• **Excerpt provided**:
= = = = =

An example of a mixed ratiocination is:

Nothing immortal is a man,

Therefore, no man is immortal; (this is a negative conversion of the preceding premise)

Socrates is a man,

Therefore, Socrates is not immortal.

A mixed ratiocination interposes an immediate inference, resulting in more than three propositions. However, a mixed ratiocination may show only three propositions if the fourth proposition is unspoken, unexpressed, and merely thought. For example, the ratiocination

Nothing immortal is a man,

Socrates is a man,

Therefore, Socrates is not immortal

is only valid if the fourth proposition Therefore, no man is immortal is covertly thought. This unspoken proposition should be inserted after the first proposition and is merely its negative converse.

===Section IV===
In the so-called First Figure only Pure Ratiocinations are possible, in the remaining Figures only mixed Ratiocinations are possible.

Pattern of First Figure
| Subject | Predicate | |
| Middle Term | Major Term | Major Premise |
| Minor Term | Middle Term | Minor Premise |
| Minor Term | Major Term | Conclusion |

A ratiocination is always in the first figure when it accords with the first rule of ratiocination: A predicate B of a predicate C of a subject A is a predicate of the subject A. This is a pure ratiocination. It has three propositions:

C has the predicate B,

A has the predicate C,

Therefore, A has the predicate B.

In the Second Figure only mixed Ratiocinations are possible.

= = = = =

• **Work to complete**:
**1)** Translate this sentence from the passage on ratiocination and the syllogistic figures into German: "A mixed ratiocination interposes an immediate inference, resulting in more than three propositions."
**2)** Extend the passage on ratiocination and the syllogistic figures by writing what follows its last sentence about the Second Figure.

• **Entries**:
= = = = =

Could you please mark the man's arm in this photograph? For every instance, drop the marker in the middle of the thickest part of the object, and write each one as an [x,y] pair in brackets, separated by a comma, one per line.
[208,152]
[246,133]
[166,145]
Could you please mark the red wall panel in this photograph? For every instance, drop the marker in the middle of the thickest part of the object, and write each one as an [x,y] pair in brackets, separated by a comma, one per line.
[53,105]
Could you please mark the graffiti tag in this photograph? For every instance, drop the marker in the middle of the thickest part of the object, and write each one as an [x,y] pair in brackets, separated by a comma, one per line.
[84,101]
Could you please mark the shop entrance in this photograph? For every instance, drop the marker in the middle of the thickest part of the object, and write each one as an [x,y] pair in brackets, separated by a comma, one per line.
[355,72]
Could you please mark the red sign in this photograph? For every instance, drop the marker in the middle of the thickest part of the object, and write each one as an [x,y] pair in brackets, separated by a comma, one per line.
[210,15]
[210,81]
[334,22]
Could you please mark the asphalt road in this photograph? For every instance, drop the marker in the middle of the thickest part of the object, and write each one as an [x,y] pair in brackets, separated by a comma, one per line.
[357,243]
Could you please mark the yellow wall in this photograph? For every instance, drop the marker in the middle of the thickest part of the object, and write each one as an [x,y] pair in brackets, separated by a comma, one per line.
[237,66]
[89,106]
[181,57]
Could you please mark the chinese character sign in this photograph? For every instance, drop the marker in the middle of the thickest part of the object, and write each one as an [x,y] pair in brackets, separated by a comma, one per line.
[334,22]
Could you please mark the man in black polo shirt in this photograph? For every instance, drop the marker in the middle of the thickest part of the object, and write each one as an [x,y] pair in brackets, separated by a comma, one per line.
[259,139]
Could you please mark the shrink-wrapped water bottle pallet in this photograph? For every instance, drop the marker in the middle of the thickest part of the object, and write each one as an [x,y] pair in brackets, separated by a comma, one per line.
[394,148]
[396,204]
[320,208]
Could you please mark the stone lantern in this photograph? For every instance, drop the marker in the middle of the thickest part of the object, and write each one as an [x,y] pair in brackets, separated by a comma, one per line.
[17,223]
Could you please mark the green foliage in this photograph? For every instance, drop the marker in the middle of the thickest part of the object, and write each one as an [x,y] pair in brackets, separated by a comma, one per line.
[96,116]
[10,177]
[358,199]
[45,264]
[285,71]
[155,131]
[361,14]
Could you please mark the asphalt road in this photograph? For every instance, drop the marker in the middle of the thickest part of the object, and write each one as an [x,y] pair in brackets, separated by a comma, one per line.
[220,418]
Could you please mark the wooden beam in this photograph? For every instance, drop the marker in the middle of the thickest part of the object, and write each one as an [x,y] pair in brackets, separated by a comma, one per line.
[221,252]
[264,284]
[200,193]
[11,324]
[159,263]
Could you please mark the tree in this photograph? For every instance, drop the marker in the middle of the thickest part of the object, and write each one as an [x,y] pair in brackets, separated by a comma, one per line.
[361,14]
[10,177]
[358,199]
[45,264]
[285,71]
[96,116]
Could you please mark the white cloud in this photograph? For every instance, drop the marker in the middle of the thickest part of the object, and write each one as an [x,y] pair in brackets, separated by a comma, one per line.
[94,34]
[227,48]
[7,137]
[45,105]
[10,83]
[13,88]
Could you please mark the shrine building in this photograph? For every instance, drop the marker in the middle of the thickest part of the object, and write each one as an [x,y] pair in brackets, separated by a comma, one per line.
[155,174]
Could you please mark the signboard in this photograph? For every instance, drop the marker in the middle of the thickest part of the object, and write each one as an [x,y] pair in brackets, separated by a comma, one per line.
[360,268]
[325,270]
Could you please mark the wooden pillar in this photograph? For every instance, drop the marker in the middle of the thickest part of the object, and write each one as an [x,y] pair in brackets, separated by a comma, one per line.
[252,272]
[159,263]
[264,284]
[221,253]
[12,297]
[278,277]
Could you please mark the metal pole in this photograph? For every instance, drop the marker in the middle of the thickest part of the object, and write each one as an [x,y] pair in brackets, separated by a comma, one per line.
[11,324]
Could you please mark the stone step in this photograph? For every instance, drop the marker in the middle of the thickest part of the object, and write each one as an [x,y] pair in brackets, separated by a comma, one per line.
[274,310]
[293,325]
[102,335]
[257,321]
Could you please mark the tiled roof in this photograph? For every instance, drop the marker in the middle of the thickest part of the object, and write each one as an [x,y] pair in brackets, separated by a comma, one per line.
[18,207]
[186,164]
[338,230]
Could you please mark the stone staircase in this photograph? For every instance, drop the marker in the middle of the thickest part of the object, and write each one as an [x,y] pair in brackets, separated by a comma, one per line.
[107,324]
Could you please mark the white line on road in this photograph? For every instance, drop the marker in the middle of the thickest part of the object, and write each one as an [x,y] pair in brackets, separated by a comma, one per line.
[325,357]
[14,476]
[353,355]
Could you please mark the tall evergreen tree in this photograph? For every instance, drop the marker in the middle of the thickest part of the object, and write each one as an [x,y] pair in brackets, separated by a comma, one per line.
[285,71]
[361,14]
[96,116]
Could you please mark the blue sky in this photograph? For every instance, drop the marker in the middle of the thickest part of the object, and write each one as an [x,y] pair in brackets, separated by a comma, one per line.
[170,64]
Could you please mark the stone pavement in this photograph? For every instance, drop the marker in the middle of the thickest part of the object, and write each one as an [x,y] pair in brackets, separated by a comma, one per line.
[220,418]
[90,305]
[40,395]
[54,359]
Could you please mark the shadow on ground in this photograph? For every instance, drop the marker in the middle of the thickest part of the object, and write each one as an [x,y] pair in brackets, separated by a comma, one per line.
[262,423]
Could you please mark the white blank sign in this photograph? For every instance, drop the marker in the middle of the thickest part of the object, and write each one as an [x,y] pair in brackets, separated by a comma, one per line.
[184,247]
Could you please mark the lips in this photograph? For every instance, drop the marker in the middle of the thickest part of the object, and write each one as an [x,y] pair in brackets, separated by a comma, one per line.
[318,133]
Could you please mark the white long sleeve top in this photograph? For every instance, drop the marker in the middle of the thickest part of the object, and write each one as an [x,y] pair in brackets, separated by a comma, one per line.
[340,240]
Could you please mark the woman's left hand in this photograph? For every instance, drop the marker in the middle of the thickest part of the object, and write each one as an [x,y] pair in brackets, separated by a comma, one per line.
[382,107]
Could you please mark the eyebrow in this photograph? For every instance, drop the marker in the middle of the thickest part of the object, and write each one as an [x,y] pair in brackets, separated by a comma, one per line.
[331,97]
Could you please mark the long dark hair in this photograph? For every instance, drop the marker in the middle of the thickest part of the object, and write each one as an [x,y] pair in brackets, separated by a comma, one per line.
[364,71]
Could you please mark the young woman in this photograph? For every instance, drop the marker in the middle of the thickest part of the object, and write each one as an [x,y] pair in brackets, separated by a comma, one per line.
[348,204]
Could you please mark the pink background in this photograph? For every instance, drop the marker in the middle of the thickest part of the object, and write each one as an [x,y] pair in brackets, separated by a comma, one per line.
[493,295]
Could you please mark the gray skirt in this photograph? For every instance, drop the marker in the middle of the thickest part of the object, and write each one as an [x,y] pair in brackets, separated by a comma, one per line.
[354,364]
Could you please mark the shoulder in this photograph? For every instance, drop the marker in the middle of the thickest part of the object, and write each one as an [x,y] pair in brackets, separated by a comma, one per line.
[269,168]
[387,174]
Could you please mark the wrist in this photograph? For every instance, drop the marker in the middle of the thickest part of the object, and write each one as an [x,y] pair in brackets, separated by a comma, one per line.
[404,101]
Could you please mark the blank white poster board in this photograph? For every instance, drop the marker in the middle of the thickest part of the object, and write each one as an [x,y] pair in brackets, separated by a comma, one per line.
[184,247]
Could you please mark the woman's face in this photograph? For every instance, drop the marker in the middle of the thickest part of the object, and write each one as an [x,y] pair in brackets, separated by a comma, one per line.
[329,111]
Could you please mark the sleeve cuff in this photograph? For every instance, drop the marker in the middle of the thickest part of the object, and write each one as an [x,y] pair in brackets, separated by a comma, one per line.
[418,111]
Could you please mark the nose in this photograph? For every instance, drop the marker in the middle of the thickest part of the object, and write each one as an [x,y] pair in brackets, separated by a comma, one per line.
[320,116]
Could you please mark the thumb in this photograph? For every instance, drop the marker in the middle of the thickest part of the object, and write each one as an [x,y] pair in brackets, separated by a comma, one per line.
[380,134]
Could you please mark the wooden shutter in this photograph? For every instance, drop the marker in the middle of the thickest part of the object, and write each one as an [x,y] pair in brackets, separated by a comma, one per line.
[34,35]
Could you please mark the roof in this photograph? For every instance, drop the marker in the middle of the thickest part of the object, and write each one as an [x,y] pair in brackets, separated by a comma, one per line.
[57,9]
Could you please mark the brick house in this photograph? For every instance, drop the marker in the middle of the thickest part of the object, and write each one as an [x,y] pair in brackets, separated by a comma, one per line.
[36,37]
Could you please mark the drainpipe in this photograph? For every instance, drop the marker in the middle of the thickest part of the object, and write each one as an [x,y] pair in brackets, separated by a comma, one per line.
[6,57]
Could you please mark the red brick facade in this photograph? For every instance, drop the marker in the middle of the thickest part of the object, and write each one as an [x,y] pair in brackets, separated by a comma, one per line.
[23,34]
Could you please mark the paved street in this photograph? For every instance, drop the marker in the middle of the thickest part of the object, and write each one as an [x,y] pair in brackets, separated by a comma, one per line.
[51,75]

= = = = =

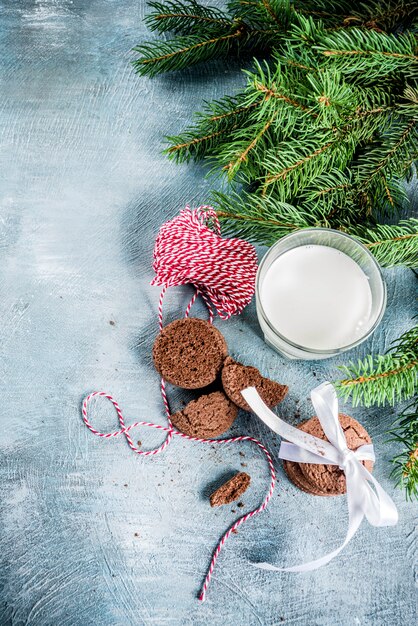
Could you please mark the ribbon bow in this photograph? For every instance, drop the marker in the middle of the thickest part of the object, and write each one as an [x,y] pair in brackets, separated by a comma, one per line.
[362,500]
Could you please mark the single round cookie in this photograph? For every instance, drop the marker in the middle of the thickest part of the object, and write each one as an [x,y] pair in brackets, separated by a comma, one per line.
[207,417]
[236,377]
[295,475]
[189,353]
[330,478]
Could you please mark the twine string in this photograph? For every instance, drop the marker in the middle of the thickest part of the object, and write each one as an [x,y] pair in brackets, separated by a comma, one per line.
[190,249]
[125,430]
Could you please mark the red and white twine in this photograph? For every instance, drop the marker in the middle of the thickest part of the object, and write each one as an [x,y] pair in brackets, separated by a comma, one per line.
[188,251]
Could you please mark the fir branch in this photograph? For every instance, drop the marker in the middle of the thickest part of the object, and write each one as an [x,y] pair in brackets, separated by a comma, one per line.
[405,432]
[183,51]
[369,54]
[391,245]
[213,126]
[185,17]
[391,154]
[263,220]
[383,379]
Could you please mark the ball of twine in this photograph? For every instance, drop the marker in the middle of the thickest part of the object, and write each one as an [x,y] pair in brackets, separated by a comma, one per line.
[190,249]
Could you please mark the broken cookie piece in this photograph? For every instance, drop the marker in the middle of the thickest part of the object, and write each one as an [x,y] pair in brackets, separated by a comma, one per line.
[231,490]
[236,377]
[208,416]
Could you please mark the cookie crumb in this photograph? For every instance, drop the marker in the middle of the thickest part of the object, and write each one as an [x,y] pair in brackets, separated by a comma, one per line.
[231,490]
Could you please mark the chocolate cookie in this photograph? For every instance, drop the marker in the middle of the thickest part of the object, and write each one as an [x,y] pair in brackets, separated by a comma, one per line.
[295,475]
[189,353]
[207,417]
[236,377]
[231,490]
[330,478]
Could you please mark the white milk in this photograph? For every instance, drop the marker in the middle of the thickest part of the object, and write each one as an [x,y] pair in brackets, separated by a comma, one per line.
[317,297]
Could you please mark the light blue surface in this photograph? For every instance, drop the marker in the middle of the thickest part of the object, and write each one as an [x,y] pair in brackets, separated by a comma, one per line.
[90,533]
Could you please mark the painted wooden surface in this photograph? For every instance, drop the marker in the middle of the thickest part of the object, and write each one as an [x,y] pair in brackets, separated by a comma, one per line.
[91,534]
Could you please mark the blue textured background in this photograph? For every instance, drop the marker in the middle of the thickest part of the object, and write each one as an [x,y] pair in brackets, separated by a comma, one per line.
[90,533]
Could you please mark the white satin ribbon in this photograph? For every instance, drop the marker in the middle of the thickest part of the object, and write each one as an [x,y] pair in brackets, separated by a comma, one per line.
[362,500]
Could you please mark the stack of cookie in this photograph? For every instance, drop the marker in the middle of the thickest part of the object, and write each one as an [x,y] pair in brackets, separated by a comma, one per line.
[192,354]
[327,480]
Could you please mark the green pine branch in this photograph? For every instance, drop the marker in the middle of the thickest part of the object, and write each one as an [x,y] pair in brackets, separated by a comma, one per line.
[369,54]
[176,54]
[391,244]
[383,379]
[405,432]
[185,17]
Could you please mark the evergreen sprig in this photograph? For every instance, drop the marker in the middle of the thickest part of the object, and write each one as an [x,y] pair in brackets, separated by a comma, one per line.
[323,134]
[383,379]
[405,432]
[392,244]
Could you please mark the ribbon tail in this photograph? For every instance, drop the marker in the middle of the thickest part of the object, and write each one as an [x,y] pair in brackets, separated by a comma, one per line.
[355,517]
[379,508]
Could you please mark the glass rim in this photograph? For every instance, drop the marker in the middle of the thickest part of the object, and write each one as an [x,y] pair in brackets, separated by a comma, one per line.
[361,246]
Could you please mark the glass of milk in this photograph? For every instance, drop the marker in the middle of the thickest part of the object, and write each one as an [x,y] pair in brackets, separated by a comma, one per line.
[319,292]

= = = = =

• **The results**:
**1)** Ein gemischter Vernunftschluss schiebt eine unmittelbare Folgerung ein, wodurch mehr als drei Sätze entstehen.

**2)**
Pattern of Second Figure
| Subject | Predicate | |
| Major Term | Middle Term | Major Premise |
| Minor Term | Middle Term | Minor Premise |
| Minor Term | Major Term | Conclusion |

The rule of the second figure is: Whatever is inconsistent with the predicate of a subject is inconsistent with the subject. This is a mixed ratiocination because an unexpressed proposition must be added in thought in order to arrive at the conclusion. If someone says,

No B is C,

A is C,

Therefore, A is not B

Their inference is valid only if they silently interpose the immediate inference No C is B after the first premise. It is merely the negative converse of the first premise. Without it, the ratiocination is invalid.

In the Third Figure only mixed Ratiocinations are possible.

Pattern of Third Figure
| Subject | Predicate | |
| Middle Term | Major Term | Major Premise |
| Middle Term | Minor Term | Minor Premise |
| Minor Term | Major Term | Conclusion |

The rule of the third figure is: Whatever belongs to or contradicts a subject, also belongs to or contradicts some things that are contained under another predicate of this subject.

An example of a syllogism of the third figure is:

All mammals are air-breathers,

All mammals are animals,

Therefore, some animals are air-breathers.

This validly follows only if an immediate inference is silently interpolated. The added inference is a conversion that uses the word "some" instead of "all."

All mammals are air-breathers,

All mammals are animals,

Hence, some animals are mammals,

Therefore, some animals are air-breathers.

In the Fourth Figure only mixed Ratiocinations are possible.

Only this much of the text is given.